Data below:

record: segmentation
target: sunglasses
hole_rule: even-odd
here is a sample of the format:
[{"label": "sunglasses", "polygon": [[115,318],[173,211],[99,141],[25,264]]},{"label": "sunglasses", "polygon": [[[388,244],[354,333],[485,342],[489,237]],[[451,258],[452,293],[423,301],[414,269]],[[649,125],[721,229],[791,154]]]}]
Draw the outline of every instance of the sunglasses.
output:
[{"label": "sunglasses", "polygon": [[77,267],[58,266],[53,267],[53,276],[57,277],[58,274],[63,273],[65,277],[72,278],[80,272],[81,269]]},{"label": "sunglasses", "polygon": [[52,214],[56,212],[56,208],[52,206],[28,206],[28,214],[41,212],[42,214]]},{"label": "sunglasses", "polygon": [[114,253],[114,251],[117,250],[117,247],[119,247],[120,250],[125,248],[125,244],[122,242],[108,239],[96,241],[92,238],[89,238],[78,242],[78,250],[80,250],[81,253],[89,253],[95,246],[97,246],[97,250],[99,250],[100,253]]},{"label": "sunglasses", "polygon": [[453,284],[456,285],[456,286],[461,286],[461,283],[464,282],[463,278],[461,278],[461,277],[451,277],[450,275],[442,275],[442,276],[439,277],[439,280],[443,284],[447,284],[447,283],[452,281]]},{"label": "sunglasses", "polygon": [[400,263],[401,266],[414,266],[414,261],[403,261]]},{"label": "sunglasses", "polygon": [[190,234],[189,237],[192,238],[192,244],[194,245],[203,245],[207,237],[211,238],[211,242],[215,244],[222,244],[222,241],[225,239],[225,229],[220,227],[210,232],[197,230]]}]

End of Data.

» Exercise directions
Each entry above, in full, should be output exactly as it reads.

» Solution to this task
record: segmentation
target: sunglasses
hole_rule: even-odd
here is a sample of the format:
[{"label": "sunglasses", "polygon": [[115,318],[173,211],[99,141],[25,264]]},{"label": "sunglasses", "polygon": [[[388,244],[354,333],[485,342],[489,237]],[[451,258],[452,293],[423,301],[414,269]],[[649,125],[721,229],[791,154]]]}]
Draw the outline of every instance of the sunglasses.
output:
[{"label": "sunglasses", "polygon": [[77,267],[58,266],[53,267],[53,276],[57,277],[58,274],[63,273],[65,277],[72,278],[80,272],[81,269]]},{"label": "sunglasses", "polygon": [[52,214],[56,212],[56,208],[52,206],[28,206],[28,214],[41,212],[42,214]]},{"label": "sunglasses", "polygon": [[114,253],[114,251],[117,250],[117,247],[119,247],[120,250],[125,248],[125,244],[122,242],[108,239],[96,241],[92,238],[89,238],[78,242],[78,250],[80,250],[81,253],[89,253],[95,246],[97,246],[97,250],[99,250],[100,253]]},{"label": "sunglasses", "polygon": [[453,284],[456,285],[456,286],[461,286],[461,283],[464,282],[463,278],[461,278],[461,277],[451,277],[450,275],[442,275],[442,276],[439,277],[439,280],[443,284],[447,284],[447,283],[452,281]]},{"label": "sunglasses", "polygon": [[400,263],[401,266],[414,266],[414,261],[403,261]]},{"label": "sunglasses", "polygon": [[190,234],[189,237],[192,238],[192,244],[194,245],[203,245],[207,237],[211,238],[211,242],[215,244],[222,244],[222,241],[225,239],[225,229],[220,227],[210,232],[197,230]]}]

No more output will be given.